EXERCISE AIM » Your task is to return the line containing "Target: blue lanyard" and each line after it through the end of the entries, exactly, with no other lines.

======== DATA SECTION ========

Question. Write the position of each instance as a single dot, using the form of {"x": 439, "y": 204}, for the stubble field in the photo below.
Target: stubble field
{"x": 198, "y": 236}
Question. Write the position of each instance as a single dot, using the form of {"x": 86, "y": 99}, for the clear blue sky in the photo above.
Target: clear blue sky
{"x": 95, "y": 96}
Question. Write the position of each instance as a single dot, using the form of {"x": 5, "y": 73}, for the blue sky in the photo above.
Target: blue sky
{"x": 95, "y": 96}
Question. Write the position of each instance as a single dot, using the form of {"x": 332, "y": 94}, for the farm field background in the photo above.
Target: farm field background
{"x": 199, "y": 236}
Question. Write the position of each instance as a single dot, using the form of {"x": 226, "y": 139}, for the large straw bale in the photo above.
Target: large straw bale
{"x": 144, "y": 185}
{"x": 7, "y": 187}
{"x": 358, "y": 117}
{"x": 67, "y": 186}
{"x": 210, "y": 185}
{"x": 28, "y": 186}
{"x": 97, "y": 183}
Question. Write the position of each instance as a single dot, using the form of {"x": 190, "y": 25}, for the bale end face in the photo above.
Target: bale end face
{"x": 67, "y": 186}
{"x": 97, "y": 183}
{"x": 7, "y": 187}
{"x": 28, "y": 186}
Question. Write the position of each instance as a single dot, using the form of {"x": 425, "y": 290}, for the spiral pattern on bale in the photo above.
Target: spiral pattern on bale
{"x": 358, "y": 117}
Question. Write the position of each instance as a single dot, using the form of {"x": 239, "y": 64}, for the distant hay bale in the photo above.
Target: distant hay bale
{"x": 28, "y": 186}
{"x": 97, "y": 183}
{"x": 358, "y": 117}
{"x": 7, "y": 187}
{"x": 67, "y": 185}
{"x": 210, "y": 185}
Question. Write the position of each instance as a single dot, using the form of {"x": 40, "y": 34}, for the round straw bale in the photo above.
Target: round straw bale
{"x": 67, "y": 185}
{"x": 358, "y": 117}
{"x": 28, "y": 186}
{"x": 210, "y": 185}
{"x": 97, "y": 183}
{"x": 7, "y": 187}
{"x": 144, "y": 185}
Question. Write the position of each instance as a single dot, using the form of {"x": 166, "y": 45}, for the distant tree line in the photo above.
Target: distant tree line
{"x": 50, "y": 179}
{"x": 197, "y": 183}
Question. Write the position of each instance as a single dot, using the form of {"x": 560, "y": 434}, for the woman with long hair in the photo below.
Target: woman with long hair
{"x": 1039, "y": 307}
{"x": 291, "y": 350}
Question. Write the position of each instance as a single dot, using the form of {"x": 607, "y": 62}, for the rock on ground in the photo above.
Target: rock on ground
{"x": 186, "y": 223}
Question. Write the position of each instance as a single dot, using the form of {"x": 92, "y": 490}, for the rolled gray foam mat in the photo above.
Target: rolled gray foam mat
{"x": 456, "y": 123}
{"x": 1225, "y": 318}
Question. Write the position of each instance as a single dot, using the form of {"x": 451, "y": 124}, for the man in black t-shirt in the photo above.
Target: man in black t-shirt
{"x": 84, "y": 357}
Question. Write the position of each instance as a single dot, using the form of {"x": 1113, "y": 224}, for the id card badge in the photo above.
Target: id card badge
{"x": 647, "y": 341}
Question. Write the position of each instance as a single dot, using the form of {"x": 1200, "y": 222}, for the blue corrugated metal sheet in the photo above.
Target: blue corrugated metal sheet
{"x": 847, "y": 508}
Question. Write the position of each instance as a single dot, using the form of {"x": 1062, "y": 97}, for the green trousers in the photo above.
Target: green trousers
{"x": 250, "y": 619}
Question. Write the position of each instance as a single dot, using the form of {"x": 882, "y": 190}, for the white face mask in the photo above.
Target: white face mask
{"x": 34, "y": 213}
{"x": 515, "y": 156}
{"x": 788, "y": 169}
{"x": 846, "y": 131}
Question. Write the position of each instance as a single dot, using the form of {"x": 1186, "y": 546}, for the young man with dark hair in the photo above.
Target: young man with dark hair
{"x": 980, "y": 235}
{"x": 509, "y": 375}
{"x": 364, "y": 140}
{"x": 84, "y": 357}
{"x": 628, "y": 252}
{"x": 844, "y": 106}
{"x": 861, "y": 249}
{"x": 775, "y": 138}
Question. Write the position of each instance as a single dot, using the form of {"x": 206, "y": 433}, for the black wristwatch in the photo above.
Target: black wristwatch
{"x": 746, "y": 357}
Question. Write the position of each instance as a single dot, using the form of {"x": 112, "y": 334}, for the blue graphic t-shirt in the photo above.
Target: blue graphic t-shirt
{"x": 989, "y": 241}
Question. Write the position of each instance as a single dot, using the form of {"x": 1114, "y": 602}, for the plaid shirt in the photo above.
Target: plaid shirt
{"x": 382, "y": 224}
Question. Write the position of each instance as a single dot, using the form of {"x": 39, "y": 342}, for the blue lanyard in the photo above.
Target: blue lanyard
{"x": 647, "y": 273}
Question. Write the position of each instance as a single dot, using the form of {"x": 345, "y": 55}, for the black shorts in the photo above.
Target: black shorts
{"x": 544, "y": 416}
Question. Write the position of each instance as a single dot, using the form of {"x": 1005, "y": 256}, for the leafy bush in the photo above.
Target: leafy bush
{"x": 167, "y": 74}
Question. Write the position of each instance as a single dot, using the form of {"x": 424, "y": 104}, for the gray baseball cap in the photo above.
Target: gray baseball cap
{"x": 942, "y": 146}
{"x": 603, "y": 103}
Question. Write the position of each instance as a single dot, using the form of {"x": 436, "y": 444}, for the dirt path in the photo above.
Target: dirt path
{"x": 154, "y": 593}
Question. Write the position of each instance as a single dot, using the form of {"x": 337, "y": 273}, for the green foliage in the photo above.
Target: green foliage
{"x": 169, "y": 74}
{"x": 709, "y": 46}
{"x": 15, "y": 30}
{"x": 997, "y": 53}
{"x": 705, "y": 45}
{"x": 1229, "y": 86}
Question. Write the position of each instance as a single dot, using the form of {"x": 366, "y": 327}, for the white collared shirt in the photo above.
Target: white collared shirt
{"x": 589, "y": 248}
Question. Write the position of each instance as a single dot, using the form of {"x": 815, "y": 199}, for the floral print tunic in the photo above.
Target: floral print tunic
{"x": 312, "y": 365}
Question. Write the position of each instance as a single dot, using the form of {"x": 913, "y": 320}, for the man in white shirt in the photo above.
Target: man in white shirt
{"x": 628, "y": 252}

========

ANSWER BELOW »
Target: blue lanyard
{"x": 647, "y": 273}
Question. Write the position of each instance as a single dot, using the form of {"x": 345, "y": 55}, for the black shorts in the photo above.
Target: black shorts
{"x": 544, "y": 416}
Question. Write the position of each instance as a single dot, using the form of {"x": 1005, "y": 256}, for the leafy bush in the photo above.
Target: leafy bush
{"x": 167, "y": 74}
Question. Write the position of each instance as a single dot, using the form of {"x": 424, "y": 104}, for the gray baseball cap in the photo above.
Target: gray baseball cap
{"x": 942, "y": 146}
{"x": 603, "y": 103}
Question. Write the position of each instance as a single dot, using the form of {"x": 436, "y": 444}, for the dirt path in the photo above.
Target: dirt path
{"x": 154, "y": 593}
Question. Write the position of each instance as a single dot, using the form of {"x": 337, "y": 273}, for the green foliage in the photo above.
Target: green foliage
{"x": 169, "y": 74}
{"x": 709, "y": 46}
{"x": 15, "y": 30}
{"x": 997, "y": 53}
{"x": 705, "y": 45}
{"x": 1229, "y": 86}
Question. Write the position of each instance as a single dot, using the form of {"x": 366, "y": 327}, for the white collared shirt in the photo above.
Target: white collared shirt
{"x": 589, "y": 248}
Question. Write the position of each instance as a single dot, using the form of {"x": 815, "y": 199}, for the floral print tunic in the photo above.
Target: floral print tunic
{"x": 312, "y": 365}
Question. Write the position of each instance as a single dot, using the form of {"x": 913, "y": 320}, for the man in white shirt in the photo above.
Target: man in white shirt
{"x": 628, "y": 252}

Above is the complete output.